Fisker Stock: Buy, Sell, or Hold?

Even though Tesla share prices have been cut in half since peaking in late 2021, they’re still up 1,000% over the past decade. That’s pretty incredible and the type of performance that every investor likely would be happy with from stocks they own.

It’s also why so many investors are pouring over the electric-vehicle (EV) space trying to find the next tiny upstart that’s destined to become an industry giant. EV-maker Fisker (NYSE: FSR) might be worth adding to such a list. Some may already have taken the plunge and bought the stock and are deciding if they should buy more or hold what they have. Others are becoming hesitant and considering a sale. Here are the arguments for investors who are considering selling, holding and/or buying this stock.

The case for selling Fisker stock

One reason you might want to sell Fisker stock is to capture the capital losses you’ve suffered to help offset gains elsewhere in your portfolio. This is often called tax-loss harvesting, and the nearly 99% decline the stock has seen since its peak in 2021 makes it an excellent candidate for this portfolio-level decision. Fisker stock has lost almost all of its value in a relatively short period.

A person holding their face with a computer showing stock losses in the background.

Image source: Getty Images.

As to other potential reasons to sell Fisker stock, from a company-specific standpoint, this EV maker is clearly on shaky ground. For example, in 2023, the company generated nearly $273 million in revenue from selling its vehicles. But the cost of making those vehicles was about $376 million. That’s a more than $100 million difference in the wrong direction.

++++++++

## [Task to carry out]
In the Fisker stock article, how much revenue did Fisker generate from selling its vehicles in 2023? The material comes from a different source than the Fisker stock article.

++++++++

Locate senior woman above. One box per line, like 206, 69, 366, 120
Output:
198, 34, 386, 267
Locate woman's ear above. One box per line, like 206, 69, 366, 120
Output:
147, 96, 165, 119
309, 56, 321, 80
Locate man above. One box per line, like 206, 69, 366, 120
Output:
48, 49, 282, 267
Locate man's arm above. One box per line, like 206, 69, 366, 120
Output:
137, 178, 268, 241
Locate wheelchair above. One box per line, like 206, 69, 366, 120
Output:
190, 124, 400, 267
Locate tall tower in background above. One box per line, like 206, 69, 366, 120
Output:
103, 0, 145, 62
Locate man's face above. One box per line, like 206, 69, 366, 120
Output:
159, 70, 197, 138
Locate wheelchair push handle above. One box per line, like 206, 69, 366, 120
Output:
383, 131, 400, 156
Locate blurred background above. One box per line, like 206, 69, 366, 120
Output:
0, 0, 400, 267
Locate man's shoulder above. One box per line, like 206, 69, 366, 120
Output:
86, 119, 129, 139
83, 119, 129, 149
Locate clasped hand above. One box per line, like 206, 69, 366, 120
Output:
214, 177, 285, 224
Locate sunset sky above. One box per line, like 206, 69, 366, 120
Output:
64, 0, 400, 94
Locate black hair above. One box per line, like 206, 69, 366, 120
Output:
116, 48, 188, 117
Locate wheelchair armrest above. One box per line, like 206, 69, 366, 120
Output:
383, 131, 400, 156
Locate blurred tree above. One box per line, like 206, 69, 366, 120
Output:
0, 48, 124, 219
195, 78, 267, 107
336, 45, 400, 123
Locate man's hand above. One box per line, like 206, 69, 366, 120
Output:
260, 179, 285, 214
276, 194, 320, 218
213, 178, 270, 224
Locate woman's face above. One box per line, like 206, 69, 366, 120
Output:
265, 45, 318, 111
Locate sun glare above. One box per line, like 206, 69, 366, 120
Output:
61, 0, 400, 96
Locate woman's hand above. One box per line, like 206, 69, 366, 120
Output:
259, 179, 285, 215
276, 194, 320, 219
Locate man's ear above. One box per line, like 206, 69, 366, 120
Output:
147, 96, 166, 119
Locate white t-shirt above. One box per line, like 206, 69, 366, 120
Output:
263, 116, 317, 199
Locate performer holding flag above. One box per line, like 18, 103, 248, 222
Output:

++++++++

## [Output for this task]
Nearly $273 million.